> [YOUR TASKS]:
a – In the text on query engines and table formats, rewrite the paragraph that begins "Apache Hudi. Uber origin." as a short bulleted list that keeps its main facts.
b – Retype the rows from their first line through the line holding "point(285, 73)", both ends included. Leave the pictures out.

> [QUOTED TEXT]:
Spark SQL. General-purpose distributed compute engine; SQL is one of its surfaces. More batch-friendly than Trino (longer-running jobs, fault-tolerant via lineage), used heavily in ETL (Extract-Transform-Load) and ML training pipelines.
DuckDB. Single-node, embedded ("SQLite for analytics"). Vectorized engine, reads Parquet / CSV / Arrow / Iceberg directly. Used as a data-science workhorse on laptops and as an embedded engine inside other tools (dbt, Mode, Mother Duck for cloud).
These engines do not own the storage. They are query layers over external storage (lakehouse tables, object storage, federated databases). Coupled with Iceberg or Delta they form the lakehouse pattern: warehouse-grade SQL on commodity object storage with open file formats.
Lakehouse table formats (Iceberg, Delta Lake, Hudi)
Not engines, but table formats — metadata layers that turn a pile of Parquet files in S3 into a real "table" with snapshot isolation, schema evolution, time travel, and ACID per commit.
Apache Iceberg. Netflix origin, vendor-neutral. Snapshot + manifest tree (see §4). Dominant choice in 2024–2026 for new lakehouses. Read/write support: Trino, Spark, Flink, Snowflake (now), BigQuery (now), Databricks (via interop), Athena, ClickHouse.
Delta Lake. Databricks origin, open-sourced. Snapshot + transaction log (_delta_log). Native to Databricks; broader engine support has grown (Trino, Spark, Snowflake via Iceberg interop, Flink).
Apache Hudi. Uber origin. Built for upsert-heavy workloads (rider-and-driver state updates flowing through ride-matching). Two table types: Copy-on-Write (rewrite affected files at write) and Merge-on-Read (write delta log, merge at read). Strong on streaming upserts; the others have caught up since.
Comparison table
| Dimension | Cloud warehouse (Snowflake) | BigQuery | Self-hosted (ClickHouse) | Real-time (Pinot/Druid) | Lakehouse (Trino+Iceberg) | Single-node (DuckDB) |
|---|---|---|---|---|---|---|
| Compute / storage coupling | Decoupled | Decoupled (serverless) | Coupled (classic) / decoupled | Coupled | Decoupled | Single node |
| Target query latency | Seconds-to-minutes | Seconds-to-minutes | Sub-second to seconds | <100 ms p99 | Seconds-to-minutes | Sub-second on small data |
| Ingest latency | Minutes (Snowpipe ~1m) | Seconds (streaming buf) | Seconds (Kafka engine) | Sub-second (real-time segment) | Minutes (commit cadence) | Manual |
| Concurrency model | Virtual warehouses | Slot pool | Per-cluster | Broker fanout | Coordinator + workers | Single user |
| Storage format | Proprietary micro-partitions | Capacitor (proprietary) | MergeTree (open) | Pinot/Druid segments (open) | Parquet + Iceberg/Delta | Parquet / native |
| Time travel | 90 days (Time Travel) | 7 days | Limited | Limited | Unlimited (Iceberg snapshots) | N/A |
| Updates / deletes | Native MERGE | Native MERGE | Mutations (rewrite parts) | Limited (UPSERT in Pinot) | MERGE via Iceberg/Delta | Native |
| Cost model | Credits per warehouse-second | Bytes scanned / slots | Per-node | Per-node | Per-node + S3 | Free (open source) |
| Ops burden | Low (managed) | None (serverless) | High | High | Medium (cluster + catalog) | Low (just a library) |
| Sweet spot | BI on TB-PB | BI on TB-PB | Customer-facing logs/events | <100ms real-time dashboards | Open warehouse, ML pipelines | Notebooks, data science |
Synthesis: every cell's value is driven by the engine's central design choice. Pinot picks coupled storage with bitmap indexes because <100 ms p99 means you can't pay for S3 round-trips. Snowflake picks decoupled storage because the workload is BI, and 200 ms more on cold-cache scans is acceptable in exchange for "you can resize compute in 5 seconds." Trino picks no storage at all because its job is to federate across whatever already exists.

> [DATA LINES]:

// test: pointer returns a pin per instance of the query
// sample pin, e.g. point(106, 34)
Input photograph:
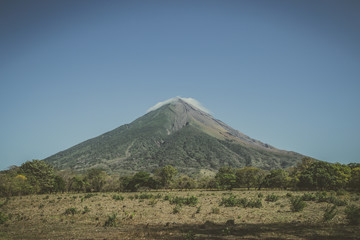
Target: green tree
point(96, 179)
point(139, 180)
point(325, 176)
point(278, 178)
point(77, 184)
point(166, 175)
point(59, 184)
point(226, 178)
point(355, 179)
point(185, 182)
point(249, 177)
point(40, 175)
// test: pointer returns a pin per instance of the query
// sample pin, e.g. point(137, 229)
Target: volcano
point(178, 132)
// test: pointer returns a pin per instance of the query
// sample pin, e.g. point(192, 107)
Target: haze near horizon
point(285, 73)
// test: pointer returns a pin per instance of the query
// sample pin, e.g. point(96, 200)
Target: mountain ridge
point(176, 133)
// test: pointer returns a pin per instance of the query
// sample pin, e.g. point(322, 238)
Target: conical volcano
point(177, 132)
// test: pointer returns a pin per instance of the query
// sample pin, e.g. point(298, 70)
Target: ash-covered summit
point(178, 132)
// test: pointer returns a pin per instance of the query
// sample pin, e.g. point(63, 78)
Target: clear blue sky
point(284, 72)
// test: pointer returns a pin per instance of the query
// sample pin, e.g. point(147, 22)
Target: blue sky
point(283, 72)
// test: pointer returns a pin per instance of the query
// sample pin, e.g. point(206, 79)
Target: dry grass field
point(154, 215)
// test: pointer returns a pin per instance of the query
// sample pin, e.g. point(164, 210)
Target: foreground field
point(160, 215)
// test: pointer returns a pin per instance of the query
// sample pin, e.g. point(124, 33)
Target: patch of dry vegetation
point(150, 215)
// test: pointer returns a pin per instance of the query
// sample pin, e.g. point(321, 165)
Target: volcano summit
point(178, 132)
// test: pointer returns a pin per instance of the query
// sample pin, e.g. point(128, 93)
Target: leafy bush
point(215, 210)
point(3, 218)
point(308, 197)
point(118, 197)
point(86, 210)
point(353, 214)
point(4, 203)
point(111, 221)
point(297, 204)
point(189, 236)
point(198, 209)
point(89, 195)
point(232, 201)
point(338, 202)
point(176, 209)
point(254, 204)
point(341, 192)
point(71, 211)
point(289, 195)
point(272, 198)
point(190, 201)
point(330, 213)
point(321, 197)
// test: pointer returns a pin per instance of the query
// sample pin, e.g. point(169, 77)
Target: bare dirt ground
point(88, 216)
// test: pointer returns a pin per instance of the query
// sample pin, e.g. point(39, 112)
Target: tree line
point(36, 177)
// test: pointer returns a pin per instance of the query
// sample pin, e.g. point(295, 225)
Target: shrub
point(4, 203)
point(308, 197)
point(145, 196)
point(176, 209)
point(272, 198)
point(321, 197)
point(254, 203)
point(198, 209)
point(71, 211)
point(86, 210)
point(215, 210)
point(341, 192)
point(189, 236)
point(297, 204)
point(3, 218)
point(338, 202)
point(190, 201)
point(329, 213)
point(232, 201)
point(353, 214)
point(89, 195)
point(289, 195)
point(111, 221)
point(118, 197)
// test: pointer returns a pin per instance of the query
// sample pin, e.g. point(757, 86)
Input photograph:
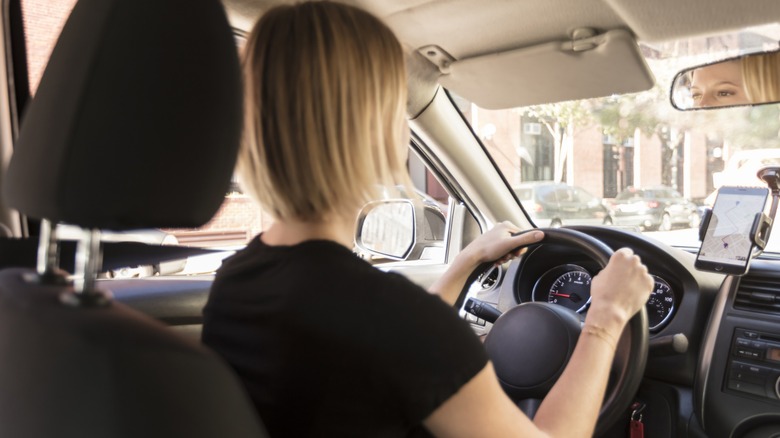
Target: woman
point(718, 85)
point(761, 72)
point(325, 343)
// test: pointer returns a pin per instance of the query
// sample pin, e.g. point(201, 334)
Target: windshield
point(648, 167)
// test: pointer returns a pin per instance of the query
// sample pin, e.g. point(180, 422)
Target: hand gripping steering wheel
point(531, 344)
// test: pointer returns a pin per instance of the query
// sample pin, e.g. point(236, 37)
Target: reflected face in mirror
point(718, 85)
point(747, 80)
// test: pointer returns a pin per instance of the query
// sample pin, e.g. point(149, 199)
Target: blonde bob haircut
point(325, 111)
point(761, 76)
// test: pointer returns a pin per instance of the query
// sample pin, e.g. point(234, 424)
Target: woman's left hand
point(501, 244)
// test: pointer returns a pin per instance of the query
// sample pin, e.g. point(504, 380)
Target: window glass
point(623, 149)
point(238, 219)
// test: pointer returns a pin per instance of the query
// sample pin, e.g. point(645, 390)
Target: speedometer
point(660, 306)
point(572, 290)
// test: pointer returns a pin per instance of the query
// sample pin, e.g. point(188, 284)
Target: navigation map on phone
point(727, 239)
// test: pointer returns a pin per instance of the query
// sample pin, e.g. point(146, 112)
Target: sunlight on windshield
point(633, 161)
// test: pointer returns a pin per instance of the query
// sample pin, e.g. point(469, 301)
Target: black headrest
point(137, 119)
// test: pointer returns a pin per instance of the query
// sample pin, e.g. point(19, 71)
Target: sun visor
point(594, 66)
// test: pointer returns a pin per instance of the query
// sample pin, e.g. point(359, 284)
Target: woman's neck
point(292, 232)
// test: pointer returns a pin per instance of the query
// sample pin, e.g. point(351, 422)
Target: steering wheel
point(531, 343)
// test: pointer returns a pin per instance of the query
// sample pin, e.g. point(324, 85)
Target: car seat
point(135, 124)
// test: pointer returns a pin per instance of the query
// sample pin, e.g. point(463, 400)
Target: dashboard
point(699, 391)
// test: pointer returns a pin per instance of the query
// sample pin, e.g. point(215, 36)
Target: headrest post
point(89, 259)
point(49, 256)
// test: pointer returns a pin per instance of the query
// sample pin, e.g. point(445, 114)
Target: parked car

> [RESULTS OF THE TASKS]:
a –
- Origin: Uber.
- Built for upsert-heavy workloads, such as rider-and-driver state updates flowing through ride-matching.
- Two table types: Copy-on-Write, which rewrites affected files at write, and Merge-on-Read, which writes a delta log and merges at read.
- Strong on streaming upserts, though the other formats have caught up since.

b –
// test: pointer returns a pin per instance of the query
// sample pin, e.g. point(106, 34)
Input photograph:
Target: green tree
point(96, 179)
point(139, 180)
point(325, 176)
point(278, 178)
point(77, 184)
point(166, 175)
point(59, 184)
point(226, 178)
point(355, 179)
point(185, 182)
point(249, 177)
point(40, 175)
// test: pointer returns a pin per instance of the query
// sample pin, e.g. point(137, 229)
Target: volcano
point(178, 132)
// test: pointer returns a pin per instance of the query
// sample pin, e.g. point(192, 107)
Target: haze near horizon
point(285, 73)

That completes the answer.